**Task prompt:**
Rewrite the passage of the piece on the future of play that opens with the words containing "Kathryn E. Ringland: The" and closes with "released from isolation.", substituting "households" for "families".

**Reading passage:**
Kathryn E. Ringland: The Future of Play
May 6, 2020
For Part 3 of the Voices on the Future of Childhood series, we asked experts to offer their insights and predictions on what play will—or better yet, should—look like when families are released from isolation.
Disabled children leading the way: Playing together online
We often view online play and socialization as “less than” what occurs offline. Two years ago, I wrote a piece that called for a more balanced take on online play spaces in comparison to physical ones. Now, as we are in the midst of social distancing brought on by a global pandemic that has dramatically impacted our everyday lives, the need to consider the variety of forms play takes is as important as ever.
Play is a vital part of childhood. Suddenly, given COVID-19, we have lost many of the ways we play together. No longer playing together on the playground. No longer going to a friend’s house for the afternoon. However, we still have many options, including online video games.
Fortunately, this is not new territory. Digital games have been a space for play and being social from their creation. For disabled children, these platforms are key for playing and socializing. Communities like Autcraft, a Minecraft community for autistic children, are a blueprint. Using the technological infrastructure and careful rules about how to play, children can play together online, even while at home during a pandemic. The relationships children develop in these spaces are as real as those on the playground. As parents, we can build these game spaces for our own children, fostering social closeness while ensuring physical distance.
My hope is we collectively remember this lesson after physical distancing is eased: face-to-face play is wonderful, but online play can be just as important for children’s play experiences.

**Supplied entries:**
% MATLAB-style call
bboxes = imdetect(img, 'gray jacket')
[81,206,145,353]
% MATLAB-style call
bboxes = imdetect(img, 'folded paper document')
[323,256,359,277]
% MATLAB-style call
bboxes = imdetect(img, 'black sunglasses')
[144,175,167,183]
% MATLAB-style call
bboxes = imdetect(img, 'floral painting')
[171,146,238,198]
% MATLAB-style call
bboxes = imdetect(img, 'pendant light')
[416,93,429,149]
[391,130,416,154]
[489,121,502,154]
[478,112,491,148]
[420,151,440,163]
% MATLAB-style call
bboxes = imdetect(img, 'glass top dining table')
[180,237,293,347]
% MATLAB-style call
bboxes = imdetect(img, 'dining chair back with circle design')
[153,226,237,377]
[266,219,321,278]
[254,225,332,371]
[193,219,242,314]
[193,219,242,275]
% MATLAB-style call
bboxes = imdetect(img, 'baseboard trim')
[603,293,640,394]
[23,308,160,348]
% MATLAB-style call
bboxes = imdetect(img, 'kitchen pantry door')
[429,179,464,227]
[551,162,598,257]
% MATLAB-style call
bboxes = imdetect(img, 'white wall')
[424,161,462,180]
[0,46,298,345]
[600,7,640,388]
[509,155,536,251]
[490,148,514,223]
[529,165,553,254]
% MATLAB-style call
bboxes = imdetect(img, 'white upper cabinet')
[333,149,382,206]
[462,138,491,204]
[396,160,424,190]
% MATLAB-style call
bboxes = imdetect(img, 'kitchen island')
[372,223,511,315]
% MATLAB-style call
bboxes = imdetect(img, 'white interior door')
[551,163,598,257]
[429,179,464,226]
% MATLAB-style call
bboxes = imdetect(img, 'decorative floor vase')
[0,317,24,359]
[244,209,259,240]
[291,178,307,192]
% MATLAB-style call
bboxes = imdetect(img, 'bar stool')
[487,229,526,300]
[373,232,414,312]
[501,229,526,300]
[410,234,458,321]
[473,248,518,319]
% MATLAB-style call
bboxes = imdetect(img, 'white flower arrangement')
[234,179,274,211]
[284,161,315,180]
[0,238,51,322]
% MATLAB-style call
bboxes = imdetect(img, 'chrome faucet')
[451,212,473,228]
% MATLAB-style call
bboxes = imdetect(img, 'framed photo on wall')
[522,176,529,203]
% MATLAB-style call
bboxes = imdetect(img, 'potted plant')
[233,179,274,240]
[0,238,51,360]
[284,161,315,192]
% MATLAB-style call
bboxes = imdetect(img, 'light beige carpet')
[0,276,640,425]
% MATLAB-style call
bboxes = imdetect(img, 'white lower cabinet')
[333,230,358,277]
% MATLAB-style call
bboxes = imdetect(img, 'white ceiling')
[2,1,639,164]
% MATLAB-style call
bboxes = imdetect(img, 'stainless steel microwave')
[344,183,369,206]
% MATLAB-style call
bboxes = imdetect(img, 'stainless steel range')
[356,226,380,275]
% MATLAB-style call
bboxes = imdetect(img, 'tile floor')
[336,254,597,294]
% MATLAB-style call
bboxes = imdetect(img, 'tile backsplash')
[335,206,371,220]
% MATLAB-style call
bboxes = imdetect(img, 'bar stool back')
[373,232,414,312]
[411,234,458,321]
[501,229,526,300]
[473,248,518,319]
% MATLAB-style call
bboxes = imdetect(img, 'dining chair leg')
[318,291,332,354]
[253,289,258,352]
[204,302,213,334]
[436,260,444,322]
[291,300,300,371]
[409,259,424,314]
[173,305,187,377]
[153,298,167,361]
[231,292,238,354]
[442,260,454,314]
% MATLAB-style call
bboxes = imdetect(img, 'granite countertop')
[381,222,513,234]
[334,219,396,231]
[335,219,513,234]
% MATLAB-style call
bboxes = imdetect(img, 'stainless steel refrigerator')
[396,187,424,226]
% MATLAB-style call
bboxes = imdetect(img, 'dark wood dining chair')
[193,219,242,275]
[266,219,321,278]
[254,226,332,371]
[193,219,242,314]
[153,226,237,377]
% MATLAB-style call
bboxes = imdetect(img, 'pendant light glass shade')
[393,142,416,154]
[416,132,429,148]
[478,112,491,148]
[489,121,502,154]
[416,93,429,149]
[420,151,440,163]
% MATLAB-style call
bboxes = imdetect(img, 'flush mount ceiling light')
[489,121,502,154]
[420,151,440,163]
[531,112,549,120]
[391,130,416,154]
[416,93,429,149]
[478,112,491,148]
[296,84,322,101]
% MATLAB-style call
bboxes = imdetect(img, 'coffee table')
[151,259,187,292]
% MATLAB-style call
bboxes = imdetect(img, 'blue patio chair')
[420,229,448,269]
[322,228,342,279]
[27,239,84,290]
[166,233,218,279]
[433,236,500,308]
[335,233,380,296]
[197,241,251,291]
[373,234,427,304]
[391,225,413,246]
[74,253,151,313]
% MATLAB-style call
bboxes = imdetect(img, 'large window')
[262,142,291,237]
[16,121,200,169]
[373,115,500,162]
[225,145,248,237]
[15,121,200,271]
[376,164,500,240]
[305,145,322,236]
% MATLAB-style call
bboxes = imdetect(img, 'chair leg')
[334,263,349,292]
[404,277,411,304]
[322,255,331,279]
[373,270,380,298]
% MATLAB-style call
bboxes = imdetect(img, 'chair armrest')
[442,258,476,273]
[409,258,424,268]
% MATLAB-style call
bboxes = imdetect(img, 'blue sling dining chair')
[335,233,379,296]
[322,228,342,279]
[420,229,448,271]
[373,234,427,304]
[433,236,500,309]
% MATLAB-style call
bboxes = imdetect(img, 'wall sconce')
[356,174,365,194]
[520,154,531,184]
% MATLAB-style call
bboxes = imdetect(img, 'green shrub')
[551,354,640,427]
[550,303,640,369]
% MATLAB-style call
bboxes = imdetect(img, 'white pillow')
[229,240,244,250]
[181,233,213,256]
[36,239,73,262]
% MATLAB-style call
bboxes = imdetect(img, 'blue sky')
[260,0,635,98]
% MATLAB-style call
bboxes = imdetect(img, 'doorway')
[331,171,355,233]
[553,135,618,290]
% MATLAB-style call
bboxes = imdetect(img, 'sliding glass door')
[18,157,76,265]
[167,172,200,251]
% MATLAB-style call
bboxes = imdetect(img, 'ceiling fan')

**Response to the exercise:**
Kathryn E. Ringland: The Future of Play
May 6, 2020
For Part 3 of the Voices on the Future of Childhood series, we asked experts to offer their insights and predictions on what play will—or better yet, should—look like when households are released from isolation.